DATA EXTRACT ->
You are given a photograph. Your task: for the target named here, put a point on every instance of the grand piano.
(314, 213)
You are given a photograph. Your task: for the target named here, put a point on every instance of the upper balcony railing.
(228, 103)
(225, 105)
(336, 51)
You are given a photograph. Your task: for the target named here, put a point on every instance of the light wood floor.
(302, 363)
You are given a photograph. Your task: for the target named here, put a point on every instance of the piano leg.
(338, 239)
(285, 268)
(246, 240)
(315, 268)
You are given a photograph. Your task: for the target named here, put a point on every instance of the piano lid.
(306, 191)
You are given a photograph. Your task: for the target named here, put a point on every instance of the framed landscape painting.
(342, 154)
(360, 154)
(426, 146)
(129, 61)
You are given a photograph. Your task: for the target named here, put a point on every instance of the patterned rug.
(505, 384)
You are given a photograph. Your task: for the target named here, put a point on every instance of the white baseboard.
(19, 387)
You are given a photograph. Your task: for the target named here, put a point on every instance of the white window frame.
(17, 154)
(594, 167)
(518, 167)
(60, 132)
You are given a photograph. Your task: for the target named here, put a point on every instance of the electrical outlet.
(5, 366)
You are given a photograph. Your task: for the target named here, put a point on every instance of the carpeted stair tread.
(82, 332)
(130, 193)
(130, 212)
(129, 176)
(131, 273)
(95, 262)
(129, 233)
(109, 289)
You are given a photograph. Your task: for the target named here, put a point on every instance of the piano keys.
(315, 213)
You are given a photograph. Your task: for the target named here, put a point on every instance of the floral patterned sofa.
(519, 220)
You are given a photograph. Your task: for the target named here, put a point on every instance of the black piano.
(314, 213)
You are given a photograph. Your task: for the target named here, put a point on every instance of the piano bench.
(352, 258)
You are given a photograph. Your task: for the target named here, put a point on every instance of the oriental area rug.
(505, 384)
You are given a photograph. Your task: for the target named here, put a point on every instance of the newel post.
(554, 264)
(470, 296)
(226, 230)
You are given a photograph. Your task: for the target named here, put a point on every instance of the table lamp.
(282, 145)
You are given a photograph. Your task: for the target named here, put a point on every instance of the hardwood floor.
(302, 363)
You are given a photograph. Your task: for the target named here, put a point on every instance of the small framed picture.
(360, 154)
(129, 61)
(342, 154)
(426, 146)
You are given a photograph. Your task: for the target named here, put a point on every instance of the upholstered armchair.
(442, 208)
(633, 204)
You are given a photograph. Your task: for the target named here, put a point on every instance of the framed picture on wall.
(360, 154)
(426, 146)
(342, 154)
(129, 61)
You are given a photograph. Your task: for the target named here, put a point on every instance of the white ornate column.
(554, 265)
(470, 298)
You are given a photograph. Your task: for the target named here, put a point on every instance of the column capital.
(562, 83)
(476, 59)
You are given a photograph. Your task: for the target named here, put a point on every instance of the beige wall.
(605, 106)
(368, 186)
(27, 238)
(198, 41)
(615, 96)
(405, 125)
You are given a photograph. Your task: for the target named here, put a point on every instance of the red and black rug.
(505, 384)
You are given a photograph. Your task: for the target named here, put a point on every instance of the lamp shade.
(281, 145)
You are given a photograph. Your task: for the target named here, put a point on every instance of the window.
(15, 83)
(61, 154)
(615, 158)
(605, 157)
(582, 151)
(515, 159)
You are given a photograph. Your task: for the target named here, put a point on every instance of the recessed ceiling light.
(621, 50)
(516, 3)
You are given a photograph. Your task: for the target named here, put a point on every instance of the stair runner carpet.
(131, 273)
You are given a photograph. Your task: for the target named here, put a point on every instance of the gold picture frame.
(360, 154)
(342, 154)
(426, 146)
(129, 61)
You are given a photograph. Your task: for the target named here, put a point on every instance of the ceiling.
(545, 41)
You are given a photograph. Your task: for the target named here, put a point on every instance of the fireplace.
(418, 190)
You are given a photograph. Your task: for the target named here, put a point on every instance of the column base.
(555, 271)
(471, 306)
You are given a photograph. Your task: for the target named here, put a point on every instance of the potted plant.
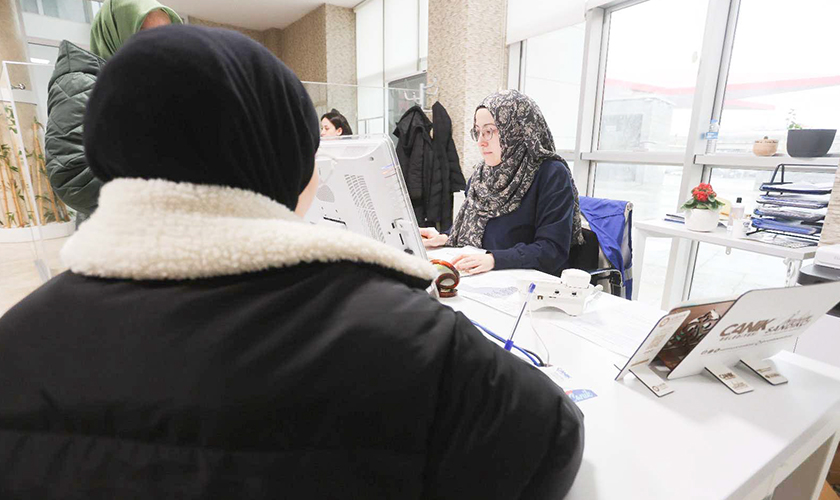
(702, 210)
(807, 143)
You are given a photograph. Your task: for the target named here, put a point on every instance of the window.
(30, 6)
(553, 66)
(779, 75)
(651, 69)
(654, 191)
(717, 274)
(391, 43)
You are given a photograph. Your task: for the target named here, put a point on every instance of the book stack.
(792, 209)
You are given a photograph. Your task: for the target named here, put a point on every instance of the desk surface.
(658, 227)
(700, 442)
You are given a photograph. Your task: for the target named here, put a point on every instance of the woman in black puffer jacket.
(207, 343)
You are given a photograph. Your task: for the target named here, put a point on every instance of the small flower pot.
(765, 147)
(701, 220)
(810, 143)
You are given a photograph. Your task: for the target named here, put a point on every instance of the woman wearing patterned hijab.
(521, 204)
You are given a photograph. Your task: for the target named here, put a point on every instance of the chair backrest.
(586, 256)
(611, 221)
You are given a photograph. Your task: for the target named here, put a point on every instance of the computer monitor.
(361, 189)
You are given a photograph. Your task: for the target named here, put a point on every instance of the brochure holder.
(757, 326)
(716, 336)
(647, 351)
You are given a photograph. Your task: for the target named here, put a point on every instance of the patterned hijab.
(494, 191)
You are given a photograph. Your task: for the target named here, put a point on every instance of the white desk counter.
(702, 441)
(658, 228)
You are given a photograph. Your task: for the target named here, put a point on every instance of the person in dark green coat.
(69, 89)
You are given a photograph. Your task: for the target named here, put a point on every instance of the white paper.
(494, 290)
(620, 328)
(449, 253)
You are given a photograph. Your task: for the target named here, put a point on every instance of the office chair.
(607, 258)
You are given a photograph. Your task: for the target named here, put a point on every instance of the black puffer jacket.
(439, 207)
(430, 165)
(417, 159)
(191, 354)
(69, 90)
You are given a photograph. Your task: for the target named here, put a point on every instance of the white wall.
(54, 29)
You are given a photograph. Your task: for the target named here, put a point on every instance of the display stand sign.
(716, 335)
(649, 349)
(757, 326)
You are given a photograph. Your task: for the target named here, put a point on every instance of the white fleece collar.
(162, 230)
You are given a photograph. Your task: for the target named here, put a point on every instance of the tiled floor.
(18, 274)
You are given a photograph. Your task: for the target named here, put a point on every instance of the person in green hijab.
(75, 73)
(118, 20)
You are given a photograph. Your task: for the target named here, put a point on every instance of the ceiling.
(253, 14)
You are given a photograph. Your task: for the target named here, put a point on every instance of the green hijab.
(118, 20)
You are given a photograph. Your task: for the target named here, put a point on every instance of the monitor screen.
(361, 189)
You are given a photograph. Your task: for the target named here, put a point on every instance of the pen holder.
(447, 279)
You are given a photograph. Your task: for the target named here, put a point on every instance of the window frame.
(710, 88)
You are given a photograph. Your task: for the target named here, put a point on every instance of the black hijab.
(206, 106)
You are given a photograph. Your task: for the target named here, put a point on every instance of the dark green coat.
(72, 81)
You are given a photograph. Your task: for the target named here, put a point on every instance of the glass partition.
(369, 110)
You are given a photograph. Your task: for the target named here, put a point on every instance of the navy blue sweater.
(538, 234)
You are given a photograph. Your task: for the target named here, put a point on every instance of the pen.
(509, 343)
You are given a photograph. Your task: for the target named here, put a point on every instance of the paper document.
(496, 290)
(620, 327)
(449, 253)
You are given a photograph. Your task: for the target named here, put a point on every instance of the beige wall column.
(467, 56)
(341, 61)
(13, 48)
(831, 229)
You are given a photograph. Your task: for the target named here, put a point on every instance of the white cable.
(545, 347)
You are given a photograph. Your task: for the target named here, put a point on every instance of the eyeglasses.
(486, 133)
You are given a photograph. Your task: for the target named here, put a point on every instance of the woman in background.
(334, 124)
(521, 203)
(75, 73)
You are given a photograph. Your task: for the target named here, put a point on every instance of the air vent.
(364, 205)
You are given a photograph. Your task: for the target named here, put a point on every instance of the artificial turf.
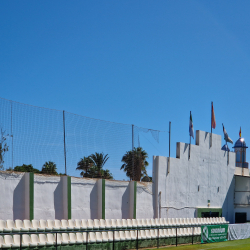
(226, 245)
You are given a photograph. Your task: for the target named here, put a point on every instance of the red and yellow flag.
(213, 122)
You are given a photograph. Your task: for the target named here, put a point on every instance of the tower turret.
(240, 150)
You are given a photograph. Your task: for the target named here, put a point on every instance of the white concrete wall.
(192, 182)
(48, 197)
(144, 200)
(84, 198)
(117, 199)
(13, 198)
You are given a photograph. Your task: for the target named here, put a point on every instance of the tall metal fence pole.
(64, 139)
(169, 146)
(133, 167)
(12, 153)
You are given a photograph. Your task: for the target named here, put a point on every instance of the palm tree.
(99, 160)
(49, 167)
(84, 164)
(135, 163)
(92, 166)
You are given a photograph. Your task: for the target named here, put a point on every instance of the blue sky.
(135, 62)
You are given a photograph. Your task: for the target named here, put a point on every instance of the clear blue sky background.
(135, 62)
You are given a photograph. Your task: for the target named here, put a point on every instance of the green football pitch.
(228, 245)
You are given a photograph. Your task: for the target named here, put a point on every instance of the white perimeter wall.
(84, 200)
(117, 202)
(144, 200)
(206, 170)
(48, 197)
(242, 196)
(13, 196)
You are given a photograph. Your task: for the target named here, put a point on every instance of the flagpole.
(211, 122)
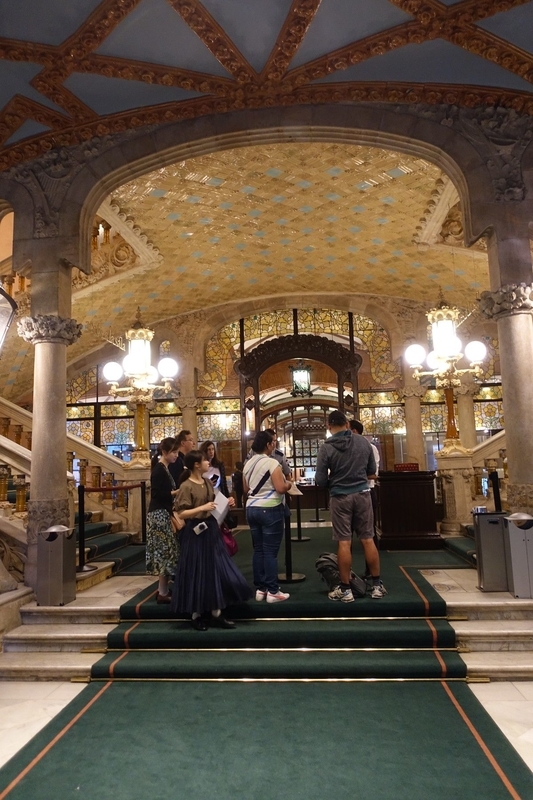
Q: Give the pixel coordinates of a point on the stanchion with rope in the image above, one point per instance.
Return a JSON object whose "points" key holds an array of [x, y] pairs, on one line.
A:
{"points": [[289, 576], [317, 511], [295, 492]]}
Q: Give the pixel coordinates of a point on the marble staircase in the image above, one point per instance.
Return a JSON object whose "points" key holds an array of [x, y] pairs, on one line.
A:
{"points": [[494, 630]]}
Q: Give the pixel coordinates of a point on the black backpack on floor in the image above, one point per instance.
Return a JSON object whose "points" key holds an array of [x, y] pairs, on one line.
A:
{"points": [[328, 568]]}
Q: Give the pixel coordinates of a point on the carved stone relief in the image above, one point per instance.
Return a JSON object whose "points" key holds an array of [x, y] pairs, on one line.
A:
{"points": [[514, 298], [48, 328]]}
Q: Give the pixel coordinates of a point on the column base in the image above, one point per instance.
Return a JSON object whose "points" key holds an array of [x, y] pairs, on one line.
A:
{"points": [[139, 458], [41, 515]]}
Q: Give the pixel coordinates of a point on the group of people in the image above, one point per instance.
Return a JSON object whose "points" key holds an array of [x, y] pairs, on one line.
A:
{"points": [[184, 539]]}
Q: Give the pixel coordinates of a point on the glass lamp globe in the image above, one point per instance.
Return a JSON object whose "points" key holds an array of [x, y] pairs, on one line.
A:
{"points": [[168, 368], [434, 362], [153, 374], [475, 352], [415, 355], [451, 347], [112, 371]]}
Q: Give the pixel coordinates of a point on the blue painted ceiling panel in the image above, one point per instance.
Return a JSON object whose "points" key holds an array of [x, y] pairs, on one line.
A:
{"points": [[112, 95], [436, 61], [516, 26], [15, 78], [253, 26], [28, 128], [340, 22], [44, 21], [156, 33]]}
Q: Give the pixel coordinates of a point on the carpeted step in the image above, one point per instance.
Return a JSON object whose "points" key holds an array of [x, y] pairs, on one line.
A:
{"points": [[462, 546], [260, 634], [124, 557], [98, 546], [132, 665], [94, 529]]}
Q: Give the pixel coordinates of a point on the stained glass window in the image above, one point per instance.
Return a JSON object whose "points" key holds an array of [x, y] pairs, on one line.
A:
{"points": [[84, 383], [489, 415], [117, 431], [84, 428], [324, 322]]}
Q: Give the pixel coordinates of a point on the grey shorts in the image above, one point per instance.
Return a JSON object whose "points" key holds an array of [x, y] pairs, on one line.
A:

WHAT IS BEING ASKED ->
Write out exactly the lines that run from the one containing "Q: Give the pixel coordinates of a point on the glass" to the end of the records, both end lines included.

ANSWER TO THE PROBLEM ->
Q: Give the pixel coordinates of a point on the glass lamp globe in the image above, one point per instance.
Return a JSON object whose "points" key holds an array of [x, y] pairs, on one line.
A:
{"points": [[168, 368], [434, 362], [153, 374], [475, 352], [415, 355], [451, 347], [112, 371]]}
Q: Give the pixel coordinates of a point on the blue painted ceiling panel in the image above, one point per instance.
Return a JSON object whose "points" key holds an array of [x, y] pairs, on one line.
A:
{"points": [[112, 95], [436, 61], [516, 26], [15, 78], [253, 26], [28, 128], [340, 22], [44, 21], [156, 33]]}
Q: Give the pixel coordinates of a point on the carpeted step in the image above, one point per instance.
Return a JSON object whose "points" key holds an array of [x, y] pairs, on one line.
A:
{"points": [[462, 546], [260, 634], [124, 557], [98, 546], [132, 665], [94, 529]]}
Q: Give the pixel coordinates of a point on the stained glass window in the image above, one point per instance.
Return a JSON object whose "points" key holds an array of [x, y] pairs, on one line.
A:
{"points": [[84, 383], [489, 415], [117, 431], [84, 428], [324, 322]]}
Q: Give the pixel coordinates of a point on the grey shorts in the image above, one point per instance.
Return a JSON object whose "points" key holds an array of [x, y] pairs, on one line.
A:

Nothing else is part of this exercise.